**EXERCISE REQUIREMENTS:** Copy the lines below word for word, from the line with "In this picture, where can the mountain be" to the line with "point(258, 20)", including both of those lines.

Raw records
______________________________

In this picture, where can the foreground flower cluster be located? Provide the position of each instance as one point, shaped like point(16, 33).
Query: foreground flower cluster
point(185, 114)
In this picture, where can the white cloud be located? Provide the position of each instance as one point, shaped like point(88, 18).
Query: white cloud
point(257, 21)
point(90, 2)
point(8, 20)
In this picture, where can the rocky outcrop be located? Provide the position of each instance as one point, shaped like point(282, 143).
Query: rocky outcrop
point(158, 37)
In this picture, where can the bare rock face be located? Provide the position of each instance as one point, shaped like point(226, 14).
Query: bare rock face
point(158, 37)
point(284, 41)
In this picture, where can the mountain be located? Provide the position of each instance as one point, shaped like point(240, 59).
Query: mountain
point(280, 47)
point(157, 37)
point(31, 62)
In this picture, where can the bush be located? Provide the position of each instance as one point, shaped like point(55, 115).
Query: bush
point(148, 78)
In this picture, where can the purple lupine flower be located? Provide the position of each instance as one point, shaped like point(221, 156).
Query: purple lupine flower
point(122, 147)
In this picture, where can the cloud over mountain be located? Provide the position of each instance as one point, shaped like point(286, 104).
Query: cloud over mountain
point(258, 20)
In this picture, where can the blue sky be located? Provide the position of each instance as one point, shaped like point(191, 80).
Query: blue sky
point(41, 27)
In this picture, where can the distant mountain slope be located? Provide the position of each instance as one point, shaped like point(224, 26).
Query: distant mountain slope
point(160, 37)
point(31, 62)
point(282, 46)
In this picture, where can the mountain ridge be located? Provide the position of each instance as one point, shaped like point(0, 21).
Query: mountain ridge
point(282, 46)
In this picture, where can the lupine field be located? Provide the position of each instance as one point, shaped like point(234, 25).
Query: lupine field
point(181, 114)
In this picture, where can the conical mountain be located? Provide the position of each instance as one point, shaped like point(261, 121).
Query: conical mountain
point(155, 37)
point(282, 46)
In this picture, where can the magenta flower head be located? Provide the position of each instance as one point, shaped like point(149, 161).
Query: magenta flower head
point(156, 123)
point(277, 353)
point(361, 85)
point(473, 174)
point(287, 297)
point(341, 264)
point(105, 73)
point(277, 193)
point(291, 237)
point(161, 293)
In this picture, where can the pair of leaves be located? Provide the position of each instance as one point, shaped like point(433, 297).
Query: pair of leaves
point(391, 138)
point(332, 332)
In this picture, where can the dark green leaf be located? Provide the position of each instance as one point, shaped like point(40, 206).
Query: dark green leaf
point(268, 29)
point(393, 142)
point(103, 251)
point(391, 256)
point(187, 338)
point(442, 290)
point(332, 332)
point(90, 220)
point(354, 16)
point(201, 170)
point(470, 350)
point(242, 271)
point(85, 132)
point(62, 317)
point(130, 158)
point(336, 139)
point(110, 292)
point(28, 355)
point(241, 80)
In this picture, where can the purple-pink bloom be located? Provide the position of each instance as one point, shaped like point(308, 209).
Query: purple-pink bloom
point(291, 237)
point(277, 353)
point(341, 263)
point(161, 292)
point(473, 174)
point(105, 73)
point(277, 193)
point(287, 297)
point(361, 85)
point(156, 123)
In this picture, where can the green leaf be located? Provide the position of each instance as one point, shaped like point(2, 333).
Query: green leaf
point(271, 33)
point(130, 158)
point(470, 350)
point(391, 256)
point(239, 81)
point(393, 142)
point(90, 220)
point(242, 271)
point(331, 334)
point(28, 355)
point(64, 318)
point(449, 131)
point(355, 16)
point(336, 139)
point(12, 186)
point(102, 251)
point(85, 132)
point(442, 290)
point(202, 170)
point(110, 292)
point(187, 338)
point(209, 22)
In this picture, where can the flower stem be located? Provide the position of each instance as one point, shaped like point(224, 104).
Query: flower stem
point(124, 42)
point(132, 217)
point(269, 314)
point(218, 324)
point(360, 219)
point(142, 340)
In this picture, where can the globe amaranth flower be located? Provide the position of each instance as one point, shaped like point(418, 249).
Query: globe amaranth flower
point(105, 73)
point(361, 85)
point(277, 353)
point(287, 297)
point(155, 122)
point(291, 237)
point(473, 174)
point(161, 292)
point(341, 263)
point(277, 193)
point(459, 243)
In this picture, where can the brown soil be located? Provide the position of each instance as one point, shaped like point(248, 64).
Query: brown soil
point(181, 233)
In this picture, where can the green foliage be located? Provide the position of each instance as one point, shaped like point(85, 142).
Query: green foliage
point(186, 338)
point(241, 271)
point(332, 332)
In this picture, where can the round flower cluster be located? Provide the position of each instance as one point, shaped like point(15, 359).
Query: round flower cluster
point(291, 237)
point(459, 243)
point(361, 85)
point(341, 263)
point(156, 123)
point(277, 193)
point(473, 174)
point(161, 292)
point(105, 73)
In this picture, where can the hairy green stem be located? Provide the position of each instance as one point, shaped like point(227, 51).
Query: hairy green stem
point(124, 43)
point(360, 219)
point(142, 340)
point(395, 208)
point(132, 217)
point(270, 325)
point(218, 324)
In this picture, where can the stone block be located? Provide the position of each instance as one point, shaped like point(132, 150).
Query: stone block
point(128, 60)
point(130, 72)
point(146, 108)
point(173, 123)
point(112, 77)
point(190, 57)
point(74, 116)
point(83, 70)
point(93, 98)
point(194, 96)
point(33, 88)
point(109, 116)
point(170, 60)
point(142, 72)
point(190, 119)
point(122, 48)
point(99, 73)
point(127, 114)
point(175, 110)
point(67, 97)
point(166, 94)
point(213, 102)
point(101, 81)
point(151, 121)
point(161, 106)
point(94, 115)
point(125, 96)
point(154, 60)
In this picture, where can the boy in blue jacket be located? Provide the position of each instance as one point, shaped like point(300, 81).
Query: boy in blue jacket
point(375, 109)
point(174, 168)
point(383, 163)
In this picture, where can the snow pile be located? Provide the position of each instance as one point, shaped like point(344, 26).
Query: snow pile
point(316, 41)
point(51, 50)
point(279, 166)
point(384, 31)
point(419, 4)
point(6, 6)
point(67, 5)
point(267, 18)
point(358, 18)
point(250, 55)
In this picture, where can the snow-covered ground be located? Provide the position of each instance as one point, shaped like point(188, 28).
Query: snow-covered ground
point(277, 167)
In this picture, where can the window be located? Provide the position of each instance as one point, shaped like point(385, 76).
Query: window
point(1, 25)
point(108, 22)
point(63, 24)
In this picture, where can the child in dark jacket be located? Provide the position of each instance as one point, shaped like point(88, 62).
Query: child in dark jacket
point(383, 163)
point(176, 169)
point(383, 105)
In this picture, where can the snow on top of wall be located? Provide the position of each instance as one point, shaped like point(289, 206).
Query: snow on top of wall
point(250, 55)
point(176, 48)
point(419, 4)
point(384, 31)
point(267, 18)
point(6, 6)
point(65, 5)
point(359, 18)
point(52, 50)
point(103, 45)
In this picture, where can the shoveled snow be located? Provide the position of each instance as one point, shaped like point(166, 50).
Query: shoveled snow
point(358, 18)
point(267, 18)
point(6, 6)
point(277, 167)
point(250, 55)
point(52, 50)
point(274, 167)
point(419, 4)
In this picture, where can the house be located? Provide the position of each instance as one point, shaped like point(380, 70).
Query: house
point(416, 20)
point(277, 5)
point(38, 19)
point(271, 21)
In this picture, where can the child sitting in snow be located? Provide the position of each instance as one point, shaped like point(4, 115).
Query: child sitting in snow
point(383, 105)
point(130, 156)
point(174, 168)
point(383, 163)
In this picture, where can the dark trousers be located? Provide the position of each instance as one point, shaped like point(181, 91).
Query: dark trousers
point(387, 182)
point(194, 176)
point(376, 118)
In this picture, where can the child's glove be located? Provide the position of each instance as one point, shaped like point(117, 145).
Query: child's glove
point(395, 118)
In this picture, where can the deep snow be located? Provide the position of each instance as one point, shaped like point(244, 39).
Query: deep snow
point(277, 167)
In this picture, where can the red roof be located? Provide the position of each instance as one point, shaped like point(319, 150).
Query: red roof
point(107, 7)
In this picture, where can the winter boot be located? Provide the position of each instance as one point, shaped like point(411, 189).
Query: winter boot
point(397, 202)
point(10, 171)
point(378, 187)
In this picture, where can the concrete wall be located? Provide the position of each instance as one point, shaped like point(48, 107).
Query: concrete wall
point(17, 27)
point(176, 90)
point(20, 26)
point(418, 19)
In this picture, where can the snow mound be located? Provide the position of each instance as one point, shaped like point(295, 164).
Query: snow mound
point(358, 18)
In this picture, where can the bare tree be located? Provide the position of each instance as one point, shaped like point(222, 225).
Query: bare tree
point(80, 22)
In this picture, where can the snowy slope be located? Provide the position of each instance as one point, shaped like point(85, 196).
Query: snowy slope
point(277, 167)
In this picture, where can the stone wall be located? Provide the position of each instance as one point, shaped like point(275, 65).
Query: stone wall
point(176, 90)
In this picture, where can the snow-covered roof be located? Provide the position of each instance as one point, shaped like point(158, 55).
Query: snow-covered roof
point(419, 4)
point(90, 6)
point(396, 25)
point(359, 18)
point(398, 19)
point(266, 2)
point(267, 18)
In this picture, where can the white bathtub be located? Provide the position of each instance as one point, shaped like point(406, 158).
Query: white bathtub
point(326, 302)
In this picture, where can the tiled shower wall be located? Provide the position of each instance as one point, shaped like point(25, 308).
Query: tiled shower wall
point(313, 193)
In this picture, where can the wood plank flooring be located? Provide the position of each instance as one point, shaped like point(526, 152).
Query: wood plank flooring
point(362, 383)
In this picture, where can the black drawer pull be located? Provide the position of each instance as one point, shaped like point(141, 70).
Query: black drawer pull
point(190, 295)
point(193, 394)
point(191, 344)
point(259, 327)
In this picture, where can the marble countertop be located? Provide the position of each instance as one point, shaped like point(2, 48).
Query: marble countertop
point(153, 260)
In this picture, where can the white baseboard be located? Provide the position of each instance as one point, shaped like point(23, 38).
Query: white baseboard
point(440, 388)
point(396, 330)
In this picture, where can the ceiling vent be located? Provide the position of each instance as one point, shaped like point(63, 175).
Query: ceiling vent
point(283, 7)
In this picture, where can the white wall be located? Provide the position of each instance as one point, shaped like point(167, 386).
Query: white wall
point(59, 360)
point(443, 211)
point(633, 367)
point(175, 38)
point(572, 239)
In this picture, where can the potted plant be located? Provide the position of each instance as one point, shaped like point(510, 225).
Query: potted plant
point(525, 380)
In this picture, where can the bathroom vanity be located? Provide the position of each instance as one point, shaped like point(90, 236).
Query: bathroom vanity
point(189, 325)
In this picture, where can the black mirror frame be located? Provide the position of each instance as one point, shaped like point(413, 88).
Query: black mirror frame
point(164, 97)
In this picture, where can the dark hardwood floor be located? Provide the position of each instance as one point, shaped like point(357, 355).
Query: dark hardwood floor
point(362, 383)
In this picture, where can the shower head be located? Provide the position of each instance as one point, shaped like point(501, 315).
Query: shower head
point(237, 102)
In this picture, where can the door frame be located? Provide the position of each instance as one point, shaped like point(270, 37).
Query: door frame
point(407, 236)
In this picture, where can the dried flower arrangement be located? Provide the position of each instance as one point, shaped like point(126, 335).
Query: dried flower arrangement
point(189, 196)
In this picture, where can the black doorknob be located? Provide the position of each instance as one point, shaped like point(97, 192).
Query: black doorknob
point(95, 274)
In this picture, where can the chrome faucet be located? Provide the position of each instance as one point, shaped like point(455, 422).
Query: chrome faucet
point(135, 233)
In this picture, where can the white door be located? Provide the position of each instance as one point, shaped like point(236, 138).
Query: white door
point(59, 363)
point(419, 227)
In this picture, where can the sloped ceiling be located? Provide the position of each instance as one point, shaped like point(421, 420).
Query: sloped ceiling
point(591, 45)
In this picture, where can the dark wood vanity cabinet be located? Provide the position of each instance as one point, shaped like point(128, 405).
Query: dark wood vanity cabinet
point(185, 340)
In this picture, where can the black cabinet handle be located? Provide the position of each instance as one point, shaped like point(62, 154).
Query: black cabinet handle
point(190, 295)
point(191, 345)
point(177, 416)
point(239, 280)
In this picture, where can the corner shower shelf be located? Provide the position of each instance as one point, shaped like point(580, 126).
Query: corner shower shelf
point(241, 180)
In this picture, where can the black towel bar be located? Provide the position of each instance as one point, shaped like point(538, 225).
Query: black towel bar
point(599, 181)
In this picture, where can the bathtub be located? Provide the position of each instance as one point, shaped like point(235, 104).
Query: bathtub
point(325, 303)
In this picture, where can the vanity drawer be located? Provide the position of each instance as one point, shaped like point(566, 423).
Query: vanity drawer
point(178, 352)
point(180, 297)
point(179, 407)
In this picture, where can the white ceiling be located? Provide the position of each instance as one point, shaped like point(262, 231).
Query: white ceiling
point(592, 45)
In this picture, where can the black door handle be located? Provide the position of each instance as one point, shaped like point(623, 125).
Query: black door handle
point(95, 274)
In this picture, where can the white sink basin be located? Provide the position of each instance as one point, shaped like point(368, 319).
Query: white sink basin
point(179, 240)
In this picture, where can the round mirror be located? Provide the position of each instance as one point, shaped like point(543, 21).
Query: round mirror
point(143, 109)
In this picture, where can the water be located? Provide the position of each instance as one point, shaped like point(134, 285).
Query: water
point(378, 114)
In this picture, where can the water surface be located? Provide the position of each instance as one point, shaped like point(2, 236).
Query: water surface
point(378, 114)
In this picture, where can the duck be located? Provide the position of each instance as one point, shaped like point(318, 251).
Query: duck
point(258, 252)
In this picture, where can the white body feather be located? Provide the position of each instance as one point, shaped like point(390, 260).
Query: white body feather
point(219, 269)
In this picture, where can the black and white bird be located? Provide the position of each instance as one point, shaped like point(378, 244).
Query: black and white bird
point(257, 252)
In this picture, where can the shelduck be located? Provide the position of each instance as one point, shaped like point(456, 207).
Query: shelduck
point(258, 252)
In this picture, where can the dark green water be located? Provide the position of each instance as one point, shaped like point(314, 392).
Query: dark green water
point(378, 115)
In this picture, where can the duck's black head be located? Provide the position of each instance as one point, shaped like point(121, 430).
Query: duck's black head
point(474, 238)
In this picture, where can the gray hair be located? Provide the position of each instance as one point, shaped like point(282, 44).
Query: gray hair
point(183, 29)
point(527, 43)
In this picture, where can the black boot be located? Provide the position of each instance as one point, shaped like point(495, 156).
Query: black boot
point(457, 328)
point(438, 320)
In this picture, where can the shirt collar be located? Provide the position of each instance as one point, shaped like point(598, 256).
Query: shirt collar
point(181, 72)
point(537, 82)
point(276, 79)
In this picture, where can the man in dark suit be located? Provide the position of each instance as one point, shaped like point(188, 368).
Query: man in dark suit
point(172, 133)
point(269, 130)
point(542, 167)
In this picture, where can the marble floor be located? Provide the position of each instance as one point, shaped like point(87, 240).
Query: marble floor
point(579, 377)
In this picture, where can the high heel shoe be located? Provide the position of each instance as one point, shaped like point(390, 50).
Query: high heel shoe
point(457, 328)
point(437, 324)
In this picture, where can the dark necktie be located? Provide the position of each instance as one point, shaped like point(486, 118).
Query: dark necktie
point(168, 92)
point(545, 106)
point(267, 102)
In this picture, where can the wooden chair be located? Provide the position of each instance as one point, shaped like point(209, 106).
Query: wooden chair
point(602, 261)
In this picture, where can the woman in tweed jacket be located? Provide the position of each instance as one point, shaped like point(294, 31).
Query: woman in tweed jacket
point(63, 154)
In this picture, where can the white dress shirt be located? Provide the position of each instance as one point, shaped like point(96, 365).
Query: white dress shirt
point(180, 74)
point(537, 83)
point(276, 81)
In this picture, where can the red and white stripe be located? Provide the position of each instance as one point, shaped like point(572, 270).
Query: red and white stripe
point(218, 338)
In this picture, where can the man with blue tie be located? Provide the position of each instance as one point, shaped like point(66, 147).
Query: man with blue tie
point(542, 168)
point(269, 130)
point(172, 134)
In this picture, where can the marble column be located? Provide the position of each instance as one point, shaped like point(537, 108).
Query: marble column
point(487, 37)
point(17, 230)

______________________________

**ANSWER:**
In this picture, where can the mountain be located? Provide the position of each instance as one point, shaped like point(240, 59).
Query: mountain
point(280, 47)
point(157, 37)
point(31, 62)
In this picture, where can the bush be located? Provide the position of each instance as one point, shaped like point(55, 115).
Query: bush
point(148, 78)
In this picture, where can the purple lupine flower be located? Provide the position of each instance as one point, shaped like point(221, 156).
Query: purple lupine flower
point(122, 147)
In this picture, where can the cloud over mountain be located? Provide the position of each instance as one point, shaped like point(286, 104).
Query: cloud over mountain
point(258, 20)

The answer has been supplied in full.